*** Task inputs ***

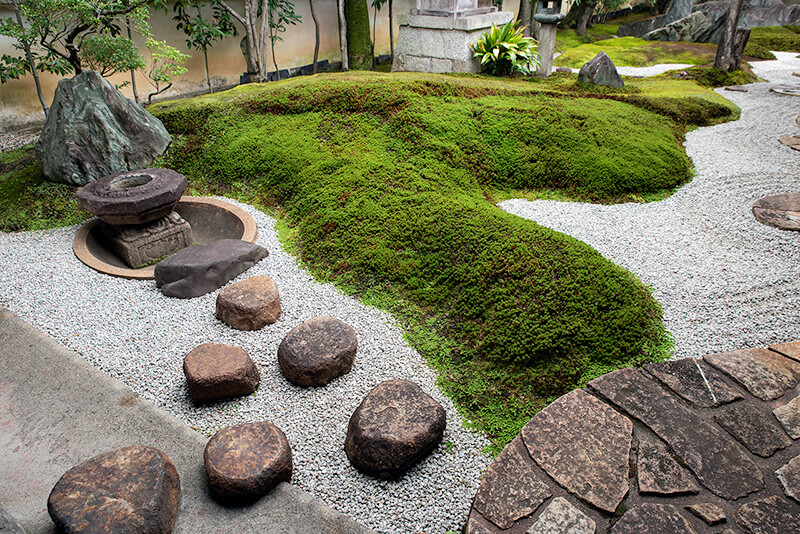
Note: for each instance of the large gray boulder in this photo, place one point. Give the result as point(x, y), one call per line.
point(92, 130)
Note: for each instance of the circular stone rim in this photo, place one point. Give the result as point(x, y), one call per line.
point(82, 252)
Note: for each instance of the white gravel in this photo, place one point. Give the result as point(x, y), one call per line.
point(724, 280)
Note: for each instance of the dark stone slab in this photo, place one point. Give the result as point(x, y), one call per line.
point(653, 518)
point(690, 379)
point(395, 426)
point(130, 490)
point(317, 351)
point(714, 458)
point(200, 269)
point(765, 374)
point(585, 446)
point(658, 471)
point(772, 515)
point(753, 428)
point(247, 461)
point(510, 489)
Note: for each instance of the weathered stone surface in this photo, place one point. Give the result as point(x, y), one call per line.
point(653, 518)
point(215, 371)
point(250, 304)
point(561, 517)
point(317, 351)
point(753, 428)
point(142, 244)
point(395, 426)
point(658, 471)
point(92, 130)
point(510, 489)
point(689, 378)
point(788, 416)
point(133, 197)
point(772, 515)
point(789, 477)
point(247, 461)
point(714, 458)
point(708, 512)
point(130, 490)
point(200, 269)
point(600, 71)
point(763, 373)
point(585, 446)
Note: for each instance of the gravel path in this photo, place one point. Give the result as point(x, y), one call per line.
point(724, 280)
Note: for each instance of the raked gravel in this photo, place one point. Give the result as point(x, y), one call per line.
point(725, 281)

***

# [Activity]
Please repeat everything in the data above except the pictures, exactly as it reads.

# [Written response]
Note: for each instance of the large gray boulder in this photo, place one point. Give the result as point(x, y), one call per line.
point(92, 130)
Note: for each instance of the circular stone rim in this photo, place one point. Give the result as point(x, y), one call per line.
point(82, 252)
Note: for each instance of the white gravel in this photo, place one point. Give the result as point(x, y), one call per line.
point(724, 280)
Note: for each instance of the dark stone slab in this photo, place one point. Give the result as point(x, y), one call per line.
point(653, 518)
point(690, 379)
point(395, 426)
point(130, 490)
point(317, 351)
point(714, 458)
point(200, 269)
point(765, 374)
point(585, 446)
point(658, 471)
point(772, 515)
point(753, 428)
point(247, 461)
point(510, 489)
Note: for each instance of the weathered stone surface in this photo, place one point. Give the result as point(x, y), one call per line.
point(653, 518)
point(215, 371)
point(250, 304)
point(561, 517)
point(317, 351)
point(753, 428)
point(142, 244)
point(395, 426)
point(658, 471)
point(92, 130)
point(510, 489)
point(689, 378)
point(788, 416)
point(133, 197)
point(772, 515)
point(789, 477)
point(247, 461)
point(714, 458)
point(708, 512)
point(130, 490)
point(200, 269)
point(600, 71)
point(763, 373)
point(585, 446)
Note: for each instance of the gravel path in this photo, place one point. Give the result as point(x, y), one call per line.
point(724, 280)
Note: for each instance of the raked gravel in this photo, place one point. Give the result as point(x, y), one call per line.
point(725, 281)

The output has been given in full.